-- PROBLEM DETAILS --
Rewrite the entries that open with the line containing "point_to MUST indicate the mountain" and close with the line containing "Target: mountain", changing "mountain" to "peak" and leaving everything else unchanged.

-- EXTRACTED ENTRIES --
....
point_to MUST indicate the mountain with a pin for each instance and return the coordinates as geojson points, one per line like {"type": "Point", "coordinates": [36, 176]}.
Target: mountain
....
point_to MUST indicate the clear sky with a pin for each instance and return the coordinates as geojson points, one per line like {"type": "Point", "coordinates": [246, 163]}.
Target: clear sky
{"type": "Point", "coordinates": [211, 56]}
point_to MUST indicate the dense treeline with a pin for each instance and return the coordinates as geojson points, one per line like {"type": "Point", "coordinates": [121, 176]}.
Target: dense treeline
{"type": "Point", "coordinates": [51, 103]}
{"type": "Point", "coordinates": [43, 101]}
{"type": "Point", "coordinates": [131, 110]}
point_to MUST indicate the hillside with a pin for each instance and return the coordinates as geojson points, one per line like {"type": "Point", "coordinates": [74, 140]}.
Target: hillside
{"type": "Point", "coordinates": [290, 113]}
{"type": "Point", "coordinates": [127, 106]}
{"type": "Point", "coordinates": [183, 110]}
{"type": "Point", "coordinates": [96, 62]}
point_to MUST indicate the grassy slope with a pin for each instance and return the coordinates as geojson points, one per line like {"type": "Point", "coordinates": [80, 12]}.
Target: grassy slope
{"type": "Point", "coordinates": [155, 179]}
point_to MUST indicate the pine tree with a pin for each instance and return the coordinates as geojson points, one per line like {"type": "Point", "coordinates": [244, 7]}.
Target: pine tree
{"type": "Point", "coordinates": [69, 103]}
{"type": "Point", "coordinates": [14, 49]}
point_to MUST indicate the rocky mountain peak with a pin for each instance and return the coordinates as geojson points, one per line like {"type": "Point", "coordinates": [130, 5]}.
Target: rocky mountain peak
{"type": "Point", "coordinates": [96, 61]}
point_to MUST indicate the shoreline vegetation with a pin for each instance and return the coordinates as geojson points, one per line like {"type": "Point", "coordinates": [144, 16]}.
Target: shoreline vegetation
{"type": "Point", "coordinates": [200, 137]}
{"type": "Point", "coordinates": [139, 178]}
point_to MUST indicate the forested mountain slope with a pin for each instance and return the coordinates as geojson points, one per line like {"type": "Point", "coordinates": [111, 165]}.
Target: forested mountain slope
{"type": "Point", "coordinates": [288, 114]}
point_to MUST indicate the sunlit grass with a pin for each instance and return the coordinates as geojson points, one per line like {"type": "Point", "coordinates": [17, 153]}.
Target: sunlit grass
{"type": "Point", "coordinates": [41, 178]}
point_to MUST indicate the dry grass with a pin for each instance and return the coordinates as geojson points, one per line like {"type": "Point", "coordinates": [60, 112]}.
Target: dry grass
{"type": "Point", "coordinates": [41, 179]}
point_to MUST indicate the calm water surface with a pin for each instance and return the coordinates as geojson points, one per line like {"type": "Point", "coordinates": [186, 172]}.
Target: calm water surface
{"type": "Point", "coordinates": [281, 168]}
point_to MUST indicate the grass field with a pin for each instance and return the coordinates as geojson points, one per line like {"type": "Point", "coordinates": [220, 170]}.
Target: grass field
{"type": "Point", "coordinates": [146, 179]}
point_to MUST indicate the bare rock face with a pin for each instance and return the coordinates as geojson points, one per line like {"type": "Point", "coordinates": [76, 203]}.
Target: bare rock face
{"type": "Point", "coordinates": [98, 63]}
....
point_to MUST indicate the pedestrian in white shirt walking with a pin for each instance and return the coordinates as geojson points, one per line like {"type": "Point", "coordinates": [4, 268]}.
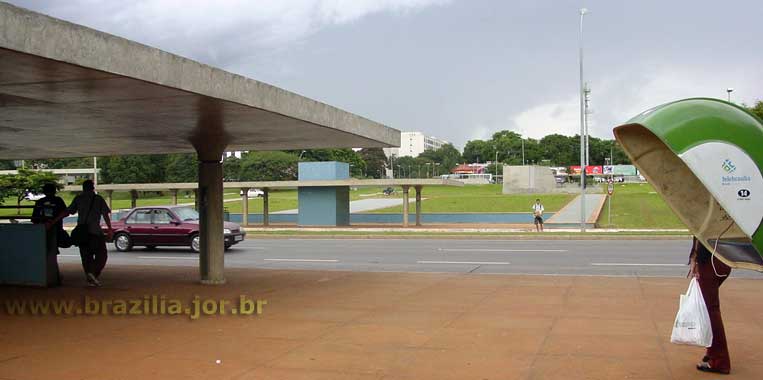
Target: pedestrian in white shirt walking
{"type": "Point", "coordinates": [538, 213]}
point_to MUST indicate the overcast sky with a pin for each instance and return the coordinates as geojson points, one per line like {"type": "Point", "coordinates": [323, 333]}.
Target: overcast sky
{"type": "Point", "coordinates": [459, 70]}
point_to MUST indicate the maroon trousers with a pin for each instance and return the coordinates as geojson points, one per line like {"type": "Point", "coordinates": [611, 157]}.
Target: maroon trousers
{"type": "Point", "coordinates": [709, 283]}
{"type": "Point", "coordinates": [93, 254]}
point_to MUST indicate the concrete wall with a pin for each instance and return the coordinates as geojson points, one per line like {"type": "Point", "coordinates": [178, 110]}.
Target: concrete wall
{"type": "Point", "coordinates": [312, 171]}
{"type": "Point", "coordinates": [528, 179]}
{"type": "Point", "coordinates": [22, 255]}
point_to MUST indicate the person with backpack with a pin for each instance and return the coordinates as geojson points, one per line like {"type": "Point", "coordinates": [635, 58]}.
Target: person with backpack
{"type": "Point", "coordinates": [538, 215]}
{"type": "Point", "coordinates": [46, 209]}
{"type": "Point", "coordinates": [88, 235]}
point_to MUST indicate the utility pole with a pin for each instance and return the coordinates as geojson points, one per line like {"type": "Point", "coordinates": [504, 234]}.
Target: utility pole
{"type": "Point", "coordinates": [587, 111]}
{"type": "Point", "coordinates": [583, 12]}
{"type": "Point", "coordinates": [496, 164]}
....
-- SOLUTION --
point_to MUST indicate the peak with a pin for each instance and return the coordinates as geojson points, one per line like {"type": "Point", "coordinates": [36, 176]}.
Target: peak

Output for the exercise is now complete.